■ **What the task asks**:
Which rows contain the word "rocket", matched case-sensitively? Pick out each of those rows and copy it in full.

■ **Records**:
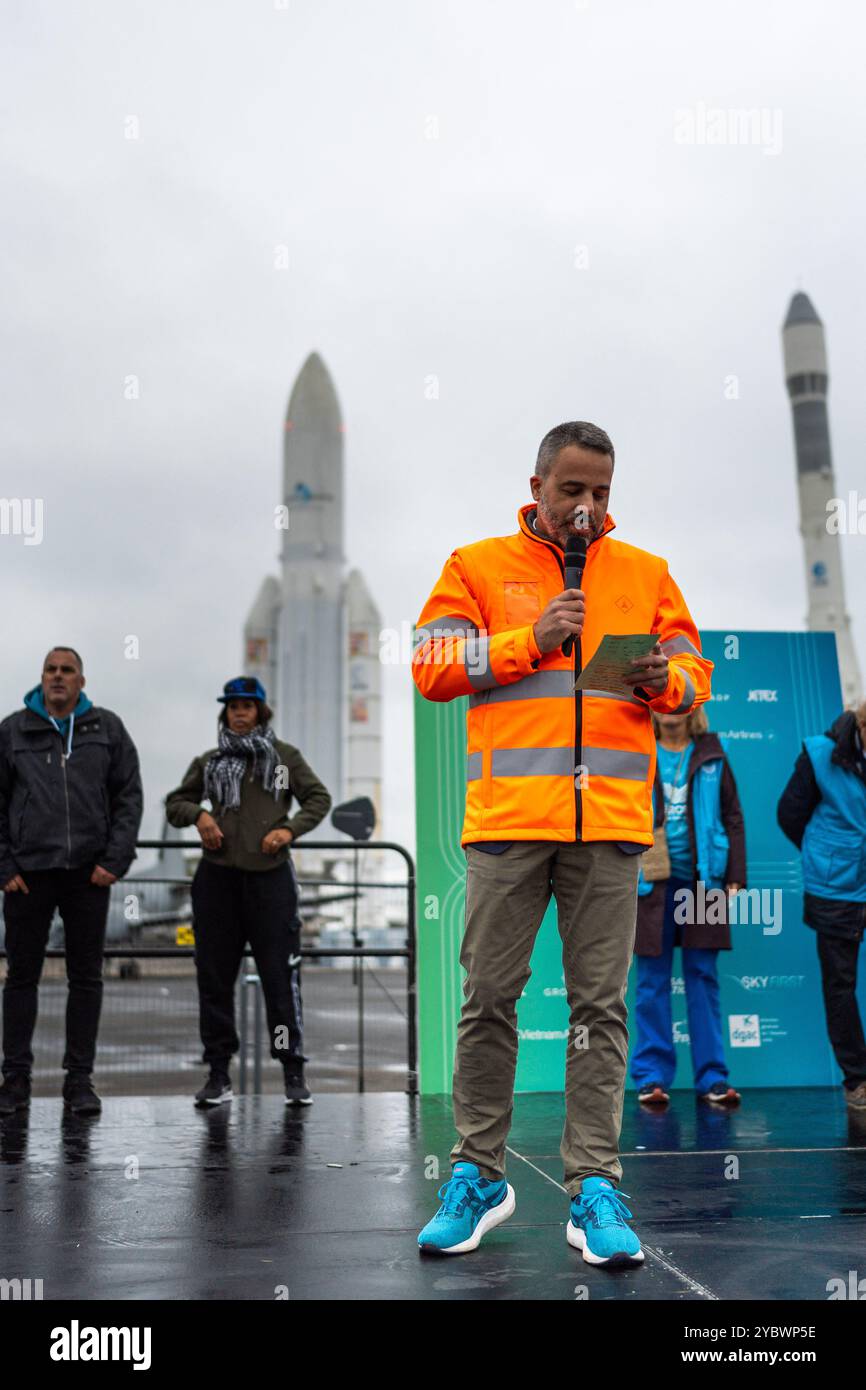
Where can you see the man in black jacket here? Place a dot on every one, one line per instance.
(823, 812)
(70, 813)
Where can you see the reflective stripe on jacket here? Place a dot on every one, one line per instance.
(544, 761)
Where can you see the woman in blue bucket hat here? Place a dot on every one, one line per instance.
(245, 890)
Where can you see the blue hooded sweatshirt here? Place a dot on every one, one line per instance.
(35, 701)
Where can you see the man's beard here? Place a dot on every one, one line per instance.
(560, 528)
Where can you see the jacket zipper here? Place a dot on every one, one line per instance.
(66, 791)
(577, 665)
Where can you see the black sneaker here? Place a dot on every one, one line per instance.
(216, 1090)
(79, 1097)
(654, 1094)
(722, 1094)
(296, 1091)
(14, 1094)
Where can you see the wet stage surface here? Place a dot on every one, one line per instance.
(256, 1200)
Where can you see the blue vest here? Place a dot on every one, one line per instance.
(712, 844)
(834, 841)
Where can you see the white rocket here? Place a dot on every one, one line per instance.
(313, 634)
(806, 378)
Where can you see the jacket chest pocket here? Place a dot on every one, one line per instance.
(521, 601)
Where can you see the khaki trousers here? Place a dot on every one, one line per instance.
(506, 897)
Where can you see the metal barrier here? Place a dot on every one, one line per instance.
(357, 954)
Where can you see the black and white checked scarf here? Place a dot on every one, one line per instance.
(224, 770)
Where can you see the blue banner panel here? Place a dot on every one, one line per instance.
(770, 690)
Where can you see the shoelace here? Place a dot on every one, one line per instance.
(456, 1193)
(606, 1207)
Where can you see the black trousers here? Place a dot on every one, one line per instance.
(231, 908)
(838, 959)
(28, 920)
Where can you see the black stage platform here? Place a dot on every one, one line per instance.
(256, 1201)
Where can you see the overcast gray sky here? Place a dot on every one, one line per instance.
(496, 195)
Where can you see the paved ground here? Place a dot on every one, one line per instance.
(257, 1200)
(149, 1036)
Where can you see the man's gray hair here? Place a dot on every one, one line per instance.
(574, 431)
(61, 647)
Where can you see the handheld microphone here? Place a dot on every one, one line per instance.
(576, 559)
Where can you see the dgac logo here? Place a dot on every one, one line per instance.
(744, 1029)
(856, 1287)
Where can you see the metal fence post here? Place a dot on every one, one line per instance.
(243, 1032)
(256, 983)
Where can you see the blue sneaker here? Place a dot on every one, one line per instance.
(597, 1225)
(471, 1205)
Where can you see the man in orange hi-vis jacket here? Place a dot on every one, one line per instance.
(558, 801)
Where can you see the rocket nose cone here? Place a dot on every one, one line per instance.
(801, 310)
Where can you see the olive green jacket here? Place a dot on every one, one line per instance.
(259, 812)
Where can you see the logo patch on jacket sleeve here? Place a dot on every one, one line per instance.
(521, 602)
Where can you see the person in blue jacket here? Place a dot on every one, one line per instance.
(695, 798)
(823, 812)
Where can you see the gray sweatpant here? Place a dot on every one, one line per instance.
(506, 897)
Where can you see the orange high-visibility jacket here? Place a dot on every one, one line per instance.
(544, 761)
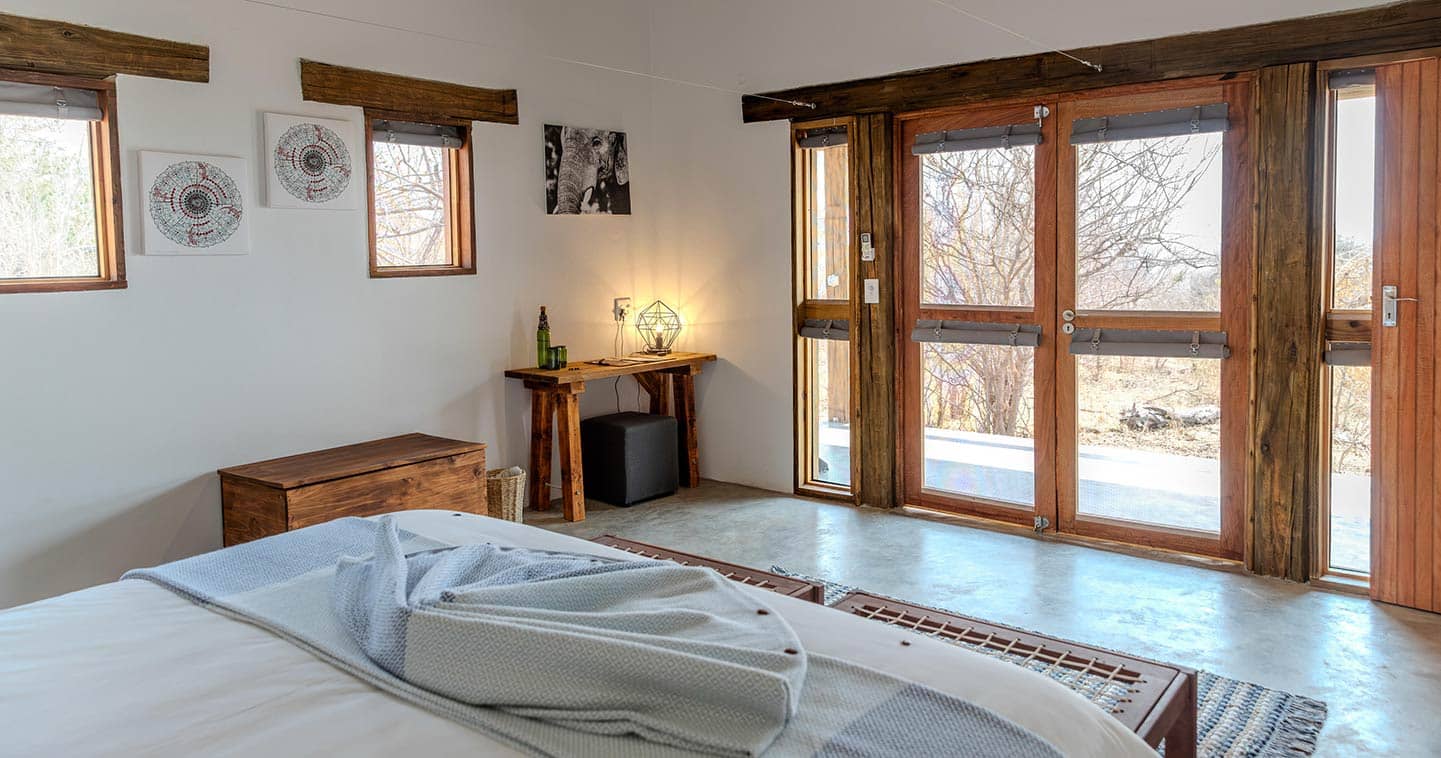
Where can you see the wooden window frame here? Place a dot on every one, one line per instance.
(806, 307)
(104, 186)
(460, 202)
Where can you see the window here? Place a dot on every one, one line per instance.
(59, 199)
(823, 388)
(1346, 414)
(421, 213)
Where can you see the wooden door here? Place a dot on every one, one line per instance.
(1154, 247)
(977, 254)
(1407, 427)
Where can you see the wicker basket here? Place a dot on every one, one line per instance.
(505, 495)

==

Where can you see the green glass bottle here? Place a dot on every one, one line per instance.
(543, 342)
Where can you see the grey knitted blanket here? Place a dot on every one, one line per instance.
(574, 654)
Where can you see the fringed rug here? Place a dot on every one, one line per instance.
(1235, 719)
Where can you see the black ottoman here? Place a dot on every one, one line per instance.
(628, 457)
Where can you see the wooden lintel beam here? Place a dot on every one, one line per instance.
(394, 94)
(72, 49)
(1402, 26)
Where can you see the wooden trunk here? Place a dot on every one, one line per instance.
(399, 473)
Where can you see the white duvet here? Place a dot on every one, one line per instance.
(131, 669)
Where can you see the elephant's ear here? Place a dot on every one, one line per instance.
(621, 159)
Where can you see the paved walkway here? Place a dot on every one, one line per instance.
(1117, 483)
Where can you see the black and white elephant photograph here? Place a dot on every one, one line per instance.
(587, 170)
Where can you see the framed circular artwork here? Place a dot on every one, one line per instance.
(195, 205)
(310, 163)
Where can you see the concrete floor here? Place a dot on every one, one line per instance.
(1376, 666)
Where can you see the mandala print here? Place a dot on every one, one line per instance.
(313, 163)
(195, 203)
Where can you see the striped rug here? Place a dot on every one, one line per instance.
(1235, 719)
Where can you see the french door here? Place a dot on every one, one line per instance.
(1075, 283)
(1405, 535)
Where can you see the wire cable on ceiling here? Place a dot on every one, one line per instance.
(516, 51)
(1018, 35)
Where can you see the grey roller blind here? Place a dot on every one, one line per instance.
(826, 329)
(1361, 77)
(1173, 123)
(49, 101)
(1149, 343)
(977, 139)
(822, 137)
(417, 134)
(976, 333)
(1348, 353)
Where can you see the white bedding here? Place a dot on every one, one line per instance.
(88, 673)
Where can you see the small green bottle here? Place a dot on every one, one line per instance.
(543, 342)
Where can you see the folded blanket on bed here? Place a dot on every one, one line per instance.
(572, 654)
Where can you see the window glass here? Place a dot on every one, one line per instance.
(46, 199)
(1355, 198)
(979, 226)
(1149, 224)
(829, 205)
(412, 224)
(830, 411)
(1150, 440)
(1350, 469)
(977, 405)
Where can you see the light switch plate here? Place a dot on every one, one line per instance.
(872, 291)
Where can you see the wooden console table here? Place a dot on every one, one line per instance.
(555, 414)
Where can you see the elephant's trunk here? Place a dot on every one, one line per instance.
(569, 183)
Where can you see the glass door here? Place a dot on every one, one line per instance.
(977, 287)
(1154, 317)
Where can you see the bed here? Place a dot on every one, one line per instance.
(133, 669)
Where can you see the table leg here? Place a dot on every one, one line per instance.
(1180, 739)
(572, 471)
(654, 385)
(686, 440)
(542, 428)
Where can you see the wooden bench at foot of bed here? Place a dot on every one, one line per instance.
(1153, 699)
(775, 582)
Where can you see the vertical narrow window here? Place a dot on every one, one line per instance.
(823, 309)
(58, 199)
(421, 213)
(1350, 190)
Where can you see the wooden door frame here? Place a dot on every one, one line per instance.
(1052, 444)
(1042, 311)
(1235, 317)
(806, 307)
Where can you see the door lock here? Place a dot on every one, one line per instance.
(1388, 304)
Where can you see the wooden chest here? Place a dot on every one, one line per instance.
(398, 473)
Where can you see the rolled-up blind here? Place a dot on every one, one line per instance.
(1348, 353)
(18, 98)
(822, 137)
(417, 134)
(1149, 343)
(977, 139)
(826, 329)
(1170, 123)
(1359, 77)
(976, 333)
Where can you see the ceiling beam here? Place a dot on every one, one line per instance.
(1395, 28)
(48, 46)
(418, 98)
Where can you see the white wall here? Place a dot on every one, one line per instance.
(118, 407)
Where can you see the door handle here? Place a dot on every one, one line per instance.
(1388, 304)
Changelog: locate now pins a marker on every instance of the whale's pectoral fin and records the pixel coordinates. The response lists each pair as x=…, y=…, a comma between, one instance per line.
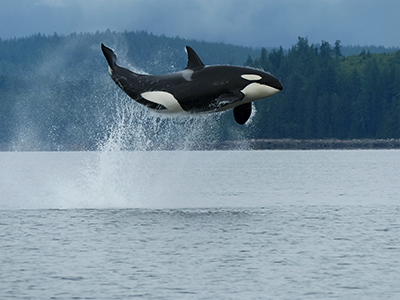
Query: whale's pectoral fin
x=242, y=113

■ **Answer to this problem**:
Where can you see the white rocket here? Place a dot on every one, one line per instance.
Where can you see the rocket nose cone here? Place a dot on every one, one line per instance.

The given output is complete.